Que s’est-il passé depuis notre article Romainville : le Syctom lance une concertation préalable pour la modernisation du centre de transfert et de tri des déchets ?
Cette concertation a commencé avec la réunion publique du 5 juillet (on y était - compte-rendu envoyé sur demande). C’est là que le Syctom a posé sa règle selon laquelle la participation aux 4 ateliers thématiques qui suivaient était conditionnée par la production d’une « contribution », soit d’une note écrite à transmettre au Syctom en amont de chacun des ateliers. Plusieurs personnes se sont insurgées contre cette limitation en nombre, au vu de l’affluence à la réunion publique (200 à 300 personnes environ selon moi). Le Directeur Technique du Syctom a fini par dire que s’il y en a plus de 30 qui font des contributions écrites par atelier, ils verraient… Ces ateliers à venir ont été aussi la raison invoquée pour ne pas donner de détails techniques sur les options, les différents procédés de séchage, de constitution des CSR.
Le public a demandé pourquoi l’option 3 : préparation des OMr et implantation d’une installation de combustion de CSR pour couvrir les besoins énergétiques du territoire en appoint de sources géothermiques à l’étude par l’EPT 8 - Est Ensemble a été maintenue dans les alternatives, puisqu’elle a été rejetée préalablement par la ville de Romainville et l’EPT Est Ensemble, et que le Syctom a régulièrement réaffirmé qu’il ne passerait pas en force contre l’avis des élus locaux ? On ne peut pas faire autrement, ont répondu en chœur Syctom et garant de la concertation. Mais après tout ce processus, la conclusion de la concertation ne tient pas compte des oppositions exprimées, et présente toujours l’option 3 !
Le point le plus important est apparu assez vite : Tous les participants ont plaidé pour la prévention et la pédagogie, nécessaires pour faire évoluer les pratiques de la société vers le tri à la source. Notons qu’à côté de la déchetterie, la création d’une ressourcerie/atelier de réparation est prévue dans les 3 options.
::::
→ **À FAIRE**
A: Dans le texte sur la concertation de Romainville, réécris le passage allant de « Le public a » jusqu’à « l’option 3 ! » en changeant « élus locaux » en « représentants locaux ».
B: D’après le texte sur la concertation de Romainville, combien d’ateliers thématiques suivaient la réunion publique ?
C: Poursuis le texte sur la concertation du Syctom à Romainville à partir de l’endroit où il s’arrête.
Ces enregistrements n’ont aucun rapport avec le texte.

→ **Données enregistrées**
::::
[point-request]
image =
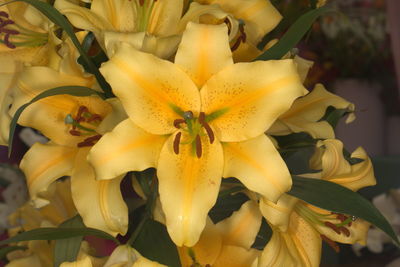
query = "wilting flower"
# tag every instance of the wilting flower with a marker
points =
(192, 118)
(306, 113)
(227, 243)
(73, 125)
(299, 227)
(149, 25)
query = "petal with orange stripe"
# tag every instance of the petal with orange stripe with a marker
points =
(100, 203)
(188, 187)
(126, 148)
(204, 51)
(154, 92)
(258, 165)
(45, 163)
(244, 99)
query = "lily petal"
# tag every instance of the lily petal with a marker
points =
(260, 16)
(126, 148)
(151, 90)
(48, 115)
(188, 187)
(41, 170)
(100, 203)
(259, 166)
(249, 97)
(242, 227)
(204, 51)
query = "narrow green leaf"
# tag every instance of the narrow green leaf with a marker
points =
(293, 35)
(336, 198)
(55, 16)
(57, 233)
(154, 243)
(263, 236)
(62, 90)
(68, 249)
(226, 205)
(4, 251)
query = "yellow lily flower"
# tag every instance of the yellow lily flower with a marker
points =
(149, 25)
(188, 134)
(257, 18)
(306, 112)
(227, 243)
(302, 226)
(73, 125)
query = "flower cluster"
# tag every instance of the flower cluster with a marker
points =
(191, 121)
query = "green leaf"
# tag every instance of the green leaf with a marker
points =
(154, 243)
(55, 16)
(263, 236)
(50, 233)
(62, 90)
(4, 251)
(226, 205)
(336, 198)
(68, 249)
(293, 35)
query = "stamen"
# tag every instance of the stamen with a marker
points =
(210, 133)
(90, 141)
(345, 231)
(177, 141)
(198, 146)
(333, 227)
(178, 122)
(331, 243)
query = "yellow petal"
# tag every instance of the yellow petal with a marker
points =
(204, 51)
(165, 17)
(9, 70)
(242, 227)
(194, 182)
(126, 148)
(299, 246)
(48, 115)
(150, 89)
(100, 203)
(260, 16)
(85, 262)
(250, 97)
(233, 256)
(83, 18)
(361, 175)
(41, 170)
(258, 165)
(306, 112)
(278, 214)
(206, 250)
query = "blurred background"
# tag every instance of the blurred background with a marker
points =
(356, 51)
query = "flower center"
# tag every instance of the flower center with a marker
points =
(328, 220)
(13, 35)
(195, 128)
(84, 124)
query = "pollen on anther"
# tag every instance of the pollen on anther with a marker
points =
(177, 141)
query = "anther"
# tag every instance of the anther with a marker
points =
(345, 231)
(177, 141)
(198, 146)
(331, 243)
(178, 122)
(210, 133)
(333, 227)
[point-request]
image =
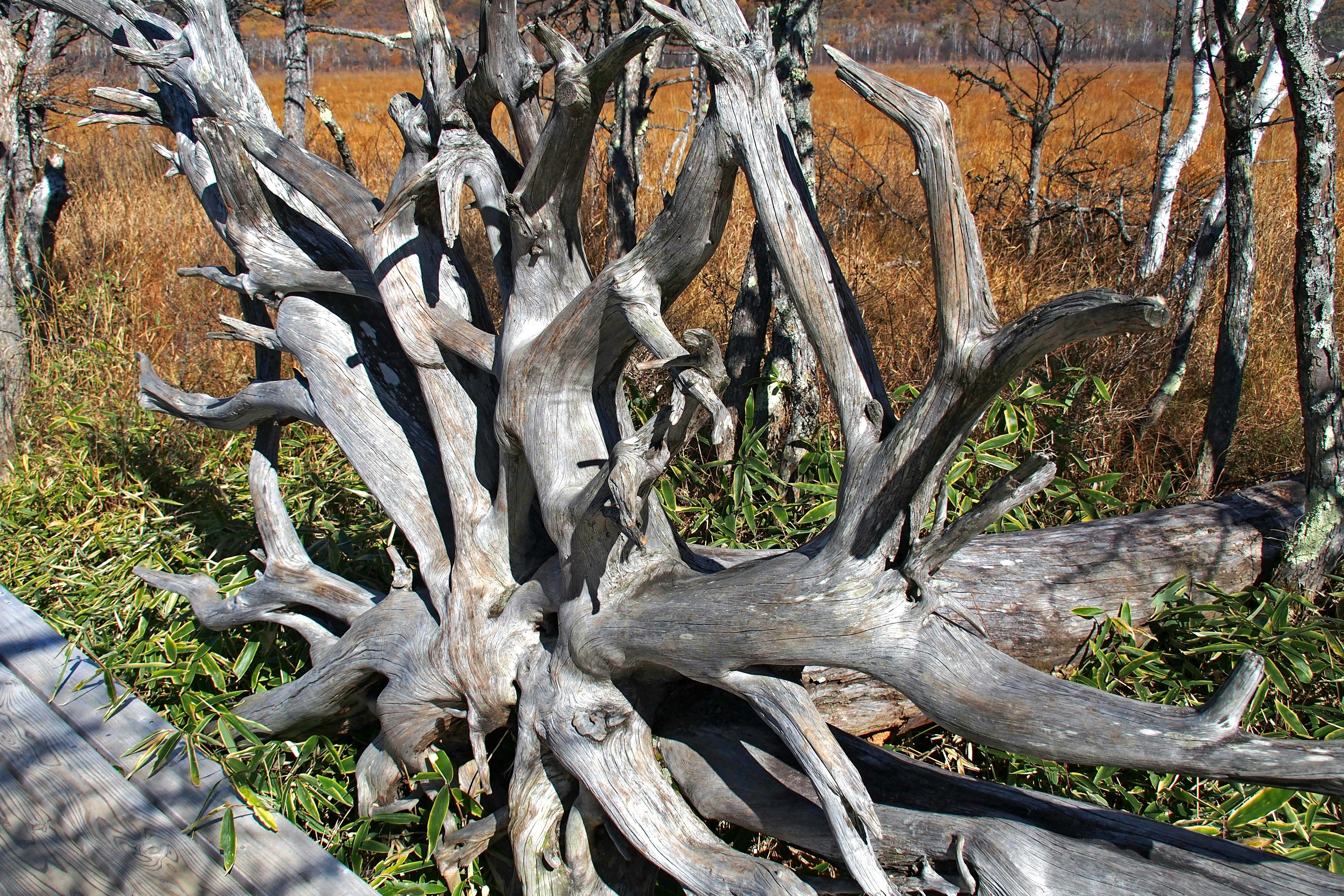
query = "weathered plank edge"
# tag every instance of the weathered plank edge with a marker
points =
(268, 864)
(112, 827)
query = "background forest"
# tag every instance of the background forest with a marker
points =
(99, 485)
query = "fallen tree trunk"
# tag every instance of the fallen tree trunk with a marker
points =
(1026, 585)
(555, 597)
(1011, 841)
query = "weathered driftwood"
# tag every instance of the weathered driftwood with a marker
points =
(1015, 841)
(554, 594)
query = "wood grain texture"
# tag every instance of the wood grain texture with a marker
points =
(268, 864)
(1027, 844)
(561, 601)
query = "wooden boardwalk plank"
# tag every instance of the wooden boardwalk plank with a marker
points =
(268, 864)
(126, 844)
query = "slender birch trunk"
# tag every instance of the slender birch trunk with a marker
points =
(1318, 542)
(296, 72)
(791, 405)
(1241, 65)
(1193, 274)
(635, 91)
(14, 343)
(1205, 49)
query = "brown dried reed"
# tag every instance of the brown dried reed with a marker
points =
(127, 230)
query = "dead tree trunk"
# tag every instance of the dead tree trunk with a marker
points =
(40, 181)
(31, 201)
(1318, 542)
(557, 594)
(631, 111)
(296, 72)
(1241, 64)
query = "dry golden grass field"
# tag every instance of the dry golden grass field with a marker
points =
(127, 230)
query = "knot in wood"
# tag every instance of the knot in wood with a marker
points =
(572, 88)
(596, 724)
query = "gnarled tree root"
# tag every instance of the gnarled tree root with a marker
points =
(1015, 843)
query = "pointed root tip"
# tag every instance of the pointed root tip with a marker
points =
(1232, 699)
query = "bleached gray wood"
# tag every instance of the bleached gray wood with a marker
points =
(1016, 841)
(268, 864)
(558, 598)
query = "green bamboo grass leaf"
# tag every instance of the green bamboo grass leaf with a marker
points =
(227, 839)
(1262, 804)
(245, 659)
(823, 511)
(259, 808)
(1291, 719)
(437, 814)
(1277, 678)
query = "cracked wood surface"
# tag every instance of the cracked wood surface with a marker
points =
(555, 596)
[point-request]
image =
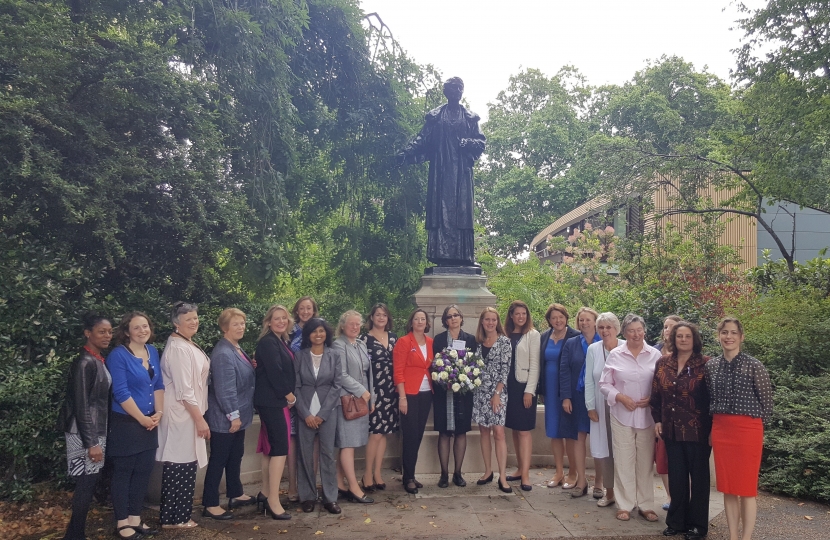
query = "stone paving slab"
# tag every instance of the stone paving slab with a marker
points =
(451, 513)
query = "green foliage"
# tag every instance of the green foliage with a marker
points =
(796, 458)
(813, 274)
(223, 153)
(41, 294)
(788, 328)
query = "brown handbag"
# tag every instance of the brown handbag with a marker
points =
(353, 407)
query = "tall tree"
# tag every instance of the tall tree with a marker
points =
(535, 132)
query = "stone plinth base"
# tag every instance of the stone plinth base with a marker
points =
(450, 285)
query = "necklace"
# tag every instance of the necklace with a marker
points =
(181, 336)
(93, 353)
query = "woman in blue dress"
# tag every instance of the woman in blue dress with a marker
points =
(574, 424)
(551, 349)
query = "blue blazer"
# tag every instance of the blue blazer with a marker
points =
(231, 389)
(570, 366)
(543, 343)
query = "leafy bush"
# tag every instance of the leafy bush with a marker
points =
(797, 441)
(41, 292)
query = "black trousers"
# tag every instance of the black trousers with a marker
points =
(226, 450)
(688, 461)
(130, 477)
(413, 424)
(81, 500)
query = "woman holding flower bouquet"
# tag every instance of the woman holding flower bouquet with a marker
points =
(453, 408)
(521, 387)
(411, 362)
(490, 399)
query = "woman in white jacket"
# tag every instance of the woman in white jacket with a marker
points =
(521, 387)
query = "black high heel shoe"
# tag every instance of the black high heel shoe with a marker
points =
(485, 480)
(579, 492)
(261, 500)
(270, 513)
(362, 500)
(238, 503)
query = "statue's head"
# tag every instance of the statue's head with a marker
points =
(454, 88)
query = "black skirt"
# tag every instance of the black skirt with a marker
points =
(462, 409)
(277, 429)
(517, 417)
(127, 437)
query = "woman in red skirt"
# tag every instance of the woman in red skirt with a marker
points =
(741, 400)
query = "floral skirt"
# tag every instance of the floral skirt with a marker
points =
(77, 457)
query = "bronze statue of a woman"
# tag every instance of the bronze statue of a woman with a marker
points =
(451, 141)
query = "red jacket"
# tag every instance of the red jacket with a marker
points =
(409, 363)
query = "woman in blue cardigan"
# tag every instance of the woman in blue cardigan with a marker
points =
(137, 405)
(551, 344)
(574, 424)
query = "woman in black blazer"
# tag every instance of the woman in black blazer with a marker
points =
(459, 423)
(230, 412)
(83, 419)
(273, 394)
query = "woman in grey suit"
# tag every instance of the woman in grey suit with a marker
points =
(357, 381)
(230, 412)
(319, 376)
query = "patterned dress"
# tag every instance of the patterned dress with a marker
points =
(385, 418)
(496, 370)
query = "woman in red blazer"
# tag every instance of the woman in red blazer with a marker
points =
(411, 359)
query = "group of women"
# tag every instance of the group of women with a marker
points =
(321, 393)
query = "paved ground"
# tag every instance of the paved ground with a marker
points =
(483, 512)
(452, 513)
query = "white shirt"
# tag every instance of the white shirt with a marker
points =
(624, 374)
(314, 407)
(425, 387)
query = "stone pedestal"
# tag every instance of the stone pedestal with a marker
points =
(463, 286)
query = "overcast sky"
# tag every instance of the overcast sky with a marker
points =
(486, 41)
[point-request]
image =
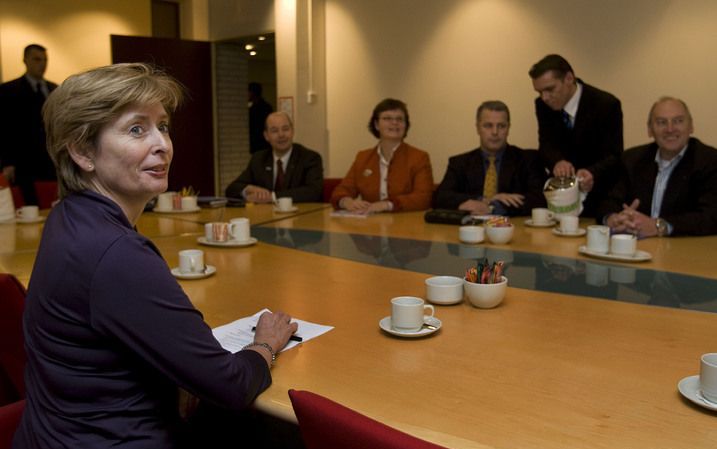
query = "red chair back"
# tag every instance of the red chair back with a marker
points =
::::
→ **RÉPONSES PAR TÂCHE**
A:
Le public a demandé pourquoi l’option 3 : préparation des OMr et implantation d’une installation de combustion de CSR pour couvrir les besoins énergétiques du territoire en appoint de sources géothermiques à l’étude par l’EPT 8 - Est Ensemble a été maintenue dans les alternatives, puisqu’elle a été rejetée préalablement par la ville de Romainville et l’EPT Est Ensemble, et que le Syctom a régulièrement réaffirmé qu’il ne passerait pas en force contre l’avis des représentants locaux ? On ne peut pas faire autrement, ont répondu en chœur Syctom et garant de la concertation. Mais après tout ce processus, la conclusion de la concertation ne tient pas compte des oppositions exprimées, et présente toujours l’option 3 !

B: Quatre ateliers thématiques.

C:
Quelle cohérence entre la collecte, en gestion locale, et le traitement (Syctom) ? Les réponses des élus et techniciens présents ont été décevantes en réunion comme en ateliers. Oui pour faire de la prévention, mais ce n’est pas notre rôle, c’est une compétence qui n’est prise en charge par aucune collectivité. Ce sont les territoires qui collectent, et la région a la compétence « déchets » (à travers son PREDMA, aujourd’hui PRPGD, plan déchets d’IdF). C’est la répartition des compétences qui freine. Absolument pas satisfaisant ni responsable comme réponse, au vu des enjeux sociétaux.
J’ai participé au premier atelier, jeudi 21 septembre, « Gisement à réceptionner à Romainville à l’horizon 2023 et 2030 », et j’ai donc produit une contribution dans laquelle je notais : Le dossier de concertation manque singulièrement d’éléments permettant aux habitants de s’approprier cette question du gisement à réceptionner. Les modalités retenues d’accès aux ateliers sont anti-démocratiques et socialement inéquitables, puisqu’elles privilégient uniquement les « sachants ».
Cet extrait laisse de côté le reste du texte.